Problem requirements>
From the line that contains "Where can you spot the walkway" to the last line of the records below, retype each line exactly; leave out everything else.

Record excerpts below:

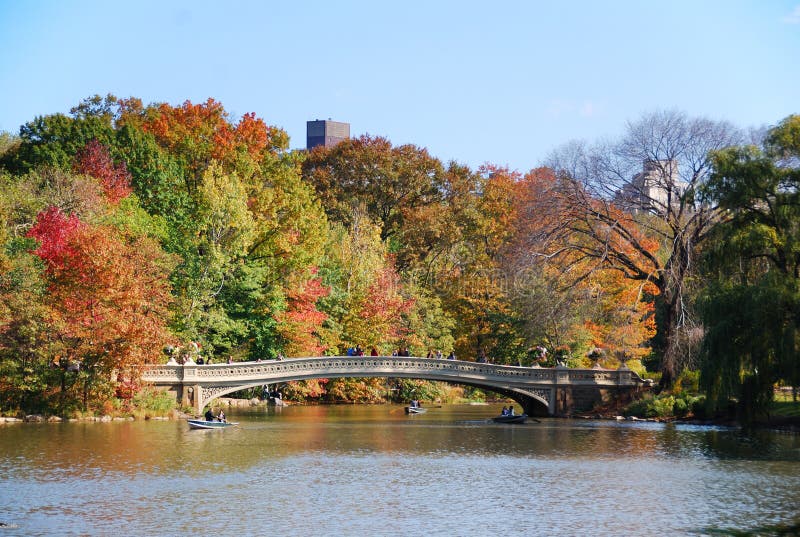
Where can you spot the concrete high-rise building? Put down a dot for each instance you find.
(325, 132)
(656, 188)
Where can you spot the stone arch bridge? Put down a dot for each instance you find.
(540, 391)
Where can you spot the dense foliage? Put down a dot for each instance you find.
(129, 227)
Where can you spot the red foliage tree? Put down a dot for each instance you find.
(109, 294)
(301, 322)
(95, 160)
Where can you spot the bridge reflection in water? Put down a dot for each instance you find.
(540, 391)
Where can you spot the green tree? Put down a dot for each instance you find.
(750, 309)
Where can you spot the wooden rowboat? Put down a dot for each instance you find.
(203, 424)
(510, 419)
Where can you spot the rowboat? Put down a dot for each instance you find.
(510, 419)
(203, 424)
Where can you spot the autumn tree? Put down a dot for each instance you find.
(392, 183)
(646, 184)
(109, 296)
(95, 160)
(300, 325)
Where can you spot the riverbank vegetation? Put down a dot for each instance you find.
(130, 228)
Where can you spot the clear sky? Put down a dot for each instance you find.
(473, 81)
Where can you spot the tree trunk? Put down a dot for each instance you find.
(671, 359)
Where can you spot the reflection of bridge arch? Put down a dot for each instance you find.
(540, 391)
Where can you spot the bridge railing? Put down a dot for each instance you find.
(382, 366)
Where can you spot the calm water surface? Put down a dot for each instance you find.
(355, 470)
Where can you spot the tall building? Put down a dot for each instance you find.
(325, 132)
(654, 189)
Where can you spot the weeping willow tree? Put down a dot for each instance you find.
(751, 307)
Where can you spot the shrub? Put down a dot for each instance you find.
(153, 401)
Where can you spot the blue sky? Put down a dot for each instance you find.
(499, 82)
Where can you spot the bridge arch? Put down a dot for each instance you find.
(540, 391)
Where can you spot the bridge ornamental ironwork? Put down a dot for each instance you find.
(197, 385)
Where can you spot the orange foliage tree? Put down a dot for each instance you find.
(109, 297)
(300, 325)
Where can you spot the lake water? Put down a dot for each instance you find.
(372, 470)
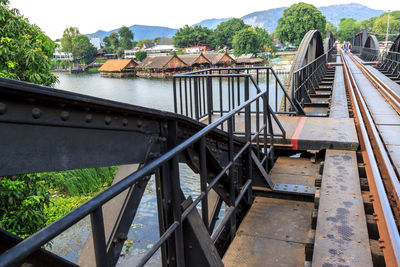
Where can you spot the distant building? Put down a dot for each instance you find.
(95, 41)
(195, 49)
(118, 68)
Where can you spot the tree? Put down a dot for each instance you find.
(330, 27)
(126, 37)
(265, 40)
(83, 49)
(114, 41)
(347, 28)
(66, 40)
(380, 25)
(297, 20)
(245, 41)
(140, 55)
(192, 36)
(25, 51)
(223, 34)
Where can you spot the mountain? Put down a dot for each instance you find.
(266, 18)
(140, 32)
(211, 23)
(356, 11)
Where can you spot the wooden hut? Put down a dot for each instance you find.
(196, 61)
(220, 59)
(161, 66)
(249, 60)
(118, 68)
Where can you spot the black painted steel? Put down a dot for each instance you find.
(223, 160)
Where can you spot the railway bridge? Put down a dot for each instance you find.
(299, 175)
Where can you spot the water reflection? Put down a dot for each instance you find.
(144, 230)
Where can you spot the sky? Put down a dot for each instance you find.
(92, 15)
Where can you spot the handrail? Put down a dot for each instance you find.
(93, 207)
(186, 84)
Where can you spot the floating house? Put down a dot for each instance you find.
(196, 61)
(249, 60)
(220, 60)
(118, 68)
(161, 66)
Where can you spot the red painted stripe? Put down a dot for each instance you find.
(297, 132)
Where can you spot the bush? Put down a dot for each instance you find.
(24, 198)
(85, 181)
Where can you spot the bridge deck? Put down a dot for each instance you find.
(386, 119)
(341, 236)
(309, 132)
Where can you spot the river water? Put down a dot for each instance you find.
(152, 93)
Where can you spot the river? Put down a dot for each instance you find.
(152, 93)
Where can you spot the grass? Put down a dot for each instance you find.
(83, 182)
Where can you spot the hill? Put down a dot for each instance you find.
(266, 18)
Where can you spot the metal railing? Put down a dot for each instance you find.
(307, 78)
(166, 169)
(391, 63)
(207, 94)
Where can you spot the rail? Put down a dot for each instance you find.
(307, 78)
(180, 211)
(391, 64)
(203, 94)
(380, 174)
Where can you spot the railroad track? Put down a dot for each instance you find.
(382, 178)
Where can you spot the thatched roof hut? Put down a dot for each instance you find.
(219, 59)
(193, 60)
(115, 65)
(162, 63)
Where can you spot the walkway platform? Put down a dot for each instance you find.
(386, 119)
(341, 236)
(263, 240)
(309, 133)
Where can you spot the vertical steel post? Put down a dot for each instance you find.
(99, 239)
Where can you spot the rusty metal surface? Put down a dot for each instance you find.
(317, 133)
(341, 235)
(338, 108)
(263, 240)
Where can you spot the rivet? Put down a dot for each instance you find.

End of Record excerpts.

Task result>
Where can you spot the walkway platform? Put down a dot for each instance you find.
(386, 119)
(341, 236)
(263, 240)
(309, 133)
Where can you spot the vertical steel post? Put down a dot for each instance you find.
(99, 239)
Where can you spot the rusty metal surface? Put down a dot for each instance you find.
(317, 133)
(341, 235)
(338, 108)
(263, 240)
Where can you spot the rivet? Put down a dot for each instance you find.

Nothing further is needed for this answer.